(Excerpted passage begins)
In the grand scheme of things, there are certainly worse things than a diagnosis of Addison's Disease.
The period of time between your dog getting sick and being diagnosed can be very scary, indeed. The symptoms of Addison's Disease (AD) can mirror that of so many other things -- things like cancer, tumors, liver failure, etc. -- all of which, in the long run, are far worse than AD.
Because this is a disease that your dog will have for the rest of its life, it is very important for the owner of an A-dog to become very educated about this disease and its treatment. The good news is that modern medicine has made this a very treatable disease! Once properly medicated, an A-dog can go on to live a completely normal life. My dog, Luke, has earned five Championship titles in agility since being diagnosed in 2009!
The key to living well with AD is to work with your veterinarian to find the proper dose of medication for your dog. There are two widely accepted forms of medications for dogs with AD. One is a daily dose of pills called Florinef. Florinef contains a steroid component and thus no other medication is required. Some dogs do very well on Florinef, although the consensus among the A-dog community is that most dogs end up needing higher and higher doses as they continue with treatment. Sometimes this leads to the dog receiving too much of the steroid component, which can cause problems. Those dogs ultimately tend to end up switching to alternate treatments.
My vet and I decided that the better option for my dog, Luke, would be Percorten-V, which is a shot that I give him every four weeks. In addition, I must give him a small amount of Prednisone daily to make up for the cortisol that his body is no longer producing. Luke gets 1.25mg per day, which is pretty miniscule. In times of stress it is often helpful for the owner to up the amount of steroids given and this will vary by dog. I have never come across a situation where my dog needs additional Prednisone. Agility trials are happy stress for him, but he does fine on his usual dose. Staying in a boarding kennel might be one situation where additional Prednisone is recommended.
Owners of dogs with AD can expect to become good friends with their veterinarians, as it will require frequent visits until the magic dose is found. Once diagnosed and given the first dose of medication, generally you will return for weekly blood tests to make sure things are progressing as they should. In these blood draws, we are checking the dog's electrolyte levels, always aiming for a happy range of Sodium (NA) and Potassium (K) levels. These levels vary depending on your vet's machine, but we shoot for a ratio between 27-40.
(Excerpted passage ends)
Brief A >> Name every medication the text on Addison's Disease in dogs mentions by name.
Brief B >> Write a continuation of the text on Addison's Disease in dogs, starting right after its last sentence.
The listing that comes after this text has nothing to do with the work on it.
(Recorded data begins)
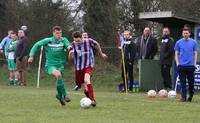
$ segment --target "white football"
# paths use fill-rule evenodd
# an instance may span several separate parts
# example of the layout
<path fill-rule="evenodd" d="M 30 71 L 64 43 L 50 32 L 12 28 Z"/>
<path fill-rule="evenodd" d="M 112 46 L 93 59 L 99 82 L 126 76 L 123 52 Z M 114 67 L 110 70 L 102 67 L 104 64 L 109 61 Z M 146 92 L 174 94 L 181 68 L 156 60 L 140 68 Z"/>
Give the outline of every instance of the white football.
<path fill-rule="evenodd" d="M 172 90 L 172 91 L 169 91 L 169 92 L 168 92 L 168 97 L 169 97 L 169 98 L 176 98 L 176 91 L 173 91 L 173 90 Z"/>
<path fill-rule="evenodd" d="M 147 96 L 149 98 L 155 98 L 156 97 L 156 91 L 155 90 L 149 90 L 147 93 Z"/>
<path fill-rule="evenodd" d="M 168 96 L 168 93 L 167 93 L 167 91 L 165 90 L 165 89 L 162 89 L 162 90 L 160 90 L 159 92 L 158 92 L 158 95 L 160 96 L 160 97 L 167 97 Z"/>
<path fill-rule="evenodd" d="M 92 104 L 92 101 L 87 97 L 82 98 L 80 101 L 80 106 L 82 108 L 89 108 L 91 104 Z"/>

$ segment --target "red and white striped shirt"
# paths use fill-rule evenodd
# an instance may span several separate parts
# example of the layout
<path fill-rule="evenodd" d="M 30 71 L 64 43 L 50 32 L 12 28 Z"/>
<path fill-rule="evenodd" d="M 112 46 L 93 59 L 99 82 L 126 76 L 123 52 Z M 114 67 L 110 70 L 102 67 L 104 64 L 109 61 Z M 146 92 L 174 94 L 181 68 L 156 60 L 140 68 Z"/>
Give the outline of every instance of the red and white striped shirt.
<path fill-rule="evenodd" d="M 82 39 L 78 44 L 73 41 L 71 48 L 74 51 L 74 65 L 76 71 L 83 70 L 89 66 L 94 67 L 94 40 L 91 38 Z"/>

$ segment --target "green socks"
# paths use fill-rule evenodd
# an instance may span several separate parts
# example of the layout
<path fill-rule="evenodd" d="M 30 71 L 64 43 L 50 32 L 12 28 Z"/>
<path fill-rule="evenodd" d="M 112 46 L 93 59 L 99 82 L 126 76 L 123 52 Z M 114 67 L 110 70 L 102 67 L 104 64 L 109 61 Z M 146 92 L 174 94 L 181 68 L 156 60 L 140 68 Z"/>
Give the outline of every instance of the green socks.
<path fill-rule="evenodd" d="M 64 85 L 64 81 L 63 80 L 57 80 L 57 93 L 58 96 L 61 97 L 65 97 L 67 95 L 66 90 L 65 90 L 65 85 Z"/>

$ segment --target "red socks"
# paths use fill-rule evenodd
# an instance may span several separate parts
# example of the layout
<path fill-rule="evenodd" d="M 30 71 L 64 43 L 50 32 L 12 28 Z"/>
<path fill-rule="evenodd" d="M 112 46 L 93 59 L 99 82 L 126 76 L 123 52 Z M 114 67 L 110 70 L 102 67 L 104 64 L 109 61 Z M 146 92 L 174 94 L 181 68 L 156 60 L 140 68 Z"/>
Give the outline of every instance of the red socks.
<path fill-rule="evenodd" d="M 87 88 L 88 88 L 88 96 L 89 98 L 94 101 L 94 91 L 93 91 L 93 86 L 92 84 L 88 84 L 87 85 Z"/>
(Recorded data ends)
(Recorded data begins)
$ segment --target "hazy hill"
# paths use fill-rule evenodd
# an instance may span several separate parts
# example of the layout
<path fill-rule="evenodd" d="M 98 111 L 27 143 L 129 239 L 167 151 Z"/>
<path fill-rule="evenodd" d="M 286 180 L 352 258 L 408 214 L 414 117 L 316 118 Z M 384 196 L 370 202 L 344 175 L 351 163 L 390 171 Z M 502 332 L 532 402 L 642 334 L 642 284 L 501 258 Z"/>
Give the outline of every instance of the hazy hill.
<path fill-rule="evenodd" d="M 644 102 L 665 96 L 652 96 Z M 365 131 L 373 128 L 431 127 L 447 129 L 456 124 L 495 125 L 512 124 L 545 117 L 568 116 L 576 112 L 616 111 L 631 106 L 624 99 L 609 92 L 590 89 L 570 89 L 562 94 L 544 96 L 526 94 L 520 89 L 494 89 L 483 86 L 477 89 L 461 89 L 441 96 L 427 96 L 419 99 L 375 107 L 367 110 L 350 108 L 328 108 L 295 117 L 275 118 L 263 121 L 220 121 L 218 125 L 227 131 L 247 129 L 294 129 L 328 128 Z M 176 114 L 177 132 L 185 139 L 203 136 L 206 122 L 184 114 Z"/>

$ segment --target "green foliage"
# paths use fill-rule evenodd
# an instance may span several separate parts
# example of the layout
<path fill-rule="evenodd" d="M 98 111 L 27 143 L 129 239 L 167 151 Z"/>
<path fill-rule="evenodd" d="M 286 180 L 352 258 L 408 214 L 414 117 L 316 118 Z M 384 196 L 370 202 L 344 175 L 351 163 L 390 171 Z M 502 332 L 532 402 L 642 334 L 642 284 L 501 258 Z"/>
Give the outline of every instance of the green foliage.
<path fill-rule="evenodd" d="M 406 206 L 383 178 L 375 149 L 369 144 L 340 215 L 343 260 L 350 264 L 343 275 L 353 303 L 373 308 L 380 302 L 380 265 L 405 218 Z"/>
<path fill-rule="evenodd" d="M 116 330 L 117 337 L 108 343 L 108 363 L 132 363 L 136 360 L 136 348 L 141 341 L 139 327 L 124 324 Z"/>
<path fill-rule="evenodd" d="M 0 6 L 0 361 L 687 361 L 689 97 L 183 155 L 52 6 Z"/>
(Recorded data ends)
Written response A >> Florinef, Percorten-V, Prednisone

Written response B >>
When the blood tests reveal that the K is starting to rise and the NA is starting to drop, it's time for another shot of Percorten (or to give higher doses of Florinef). Ideally you are hoping for this to happen within a range of 4-5 weeks. Often times dogs are grossly overmedicated (per label directions) with Percorten and I've heard of some owners going three to four months before their dog is ready for another shot. The negative aspect of this is that these overmedicated dogs often do not start to feel like themselves again until their levels start to balance out again, so the more we can avoid overmedicating, the better! Finding the perfect balance of dose & duration is something that can take a bit of time, and until you settle on that sweet spot you will be making regular trips in for blood work.
Once you get there, though, life is pretty easy! You graduate to doing blood tests quarterly, bi-yearly and then yearly at your dog's annual physical. I write the date of my dog's next shot on my fridge and give him Prednisone every morning with his other supplements. Aside from that, I don't do anything differently for Luke than my other dogs. I do watch him closely, though, and I don't hesitate to take him into the vet for blood work if he seems to be feeling punky. While most dogs settle on a single dose for Percorten and are fine there for life, sometimes there are dogs who will need adjustments later on.
There is a fantastic support group on Yahoo groups that I cannot recommend enough: http://pets.groups.yahoo.com/group/AddisonDogs_ Most of what I know, I learned from that great group of people. It is moderated by owners of other A-dogs who have years of experience in treating this disease. There are even a couple of respected veterinarians who make appearances (most notably, Dr. Nancy Kay, author of "Speaking for Spot" and also Dr. Julia Bates, known for being one of the first veterinarians to do a study on starting with lower doses of Percorten). Often times owners of newly diagnosed A-dogs can feel tremendously overwhelmed. Having a support network of other A-dog owners is invaluable and also helps those who unfortunately are dealing with veterinarians who are not well educated about the disease or its treatment.
It costs me approximately $40/month to treat Luke for Addison's Disease. It is a paltry sum for the quality time I get to continue to spend with my dog! :o)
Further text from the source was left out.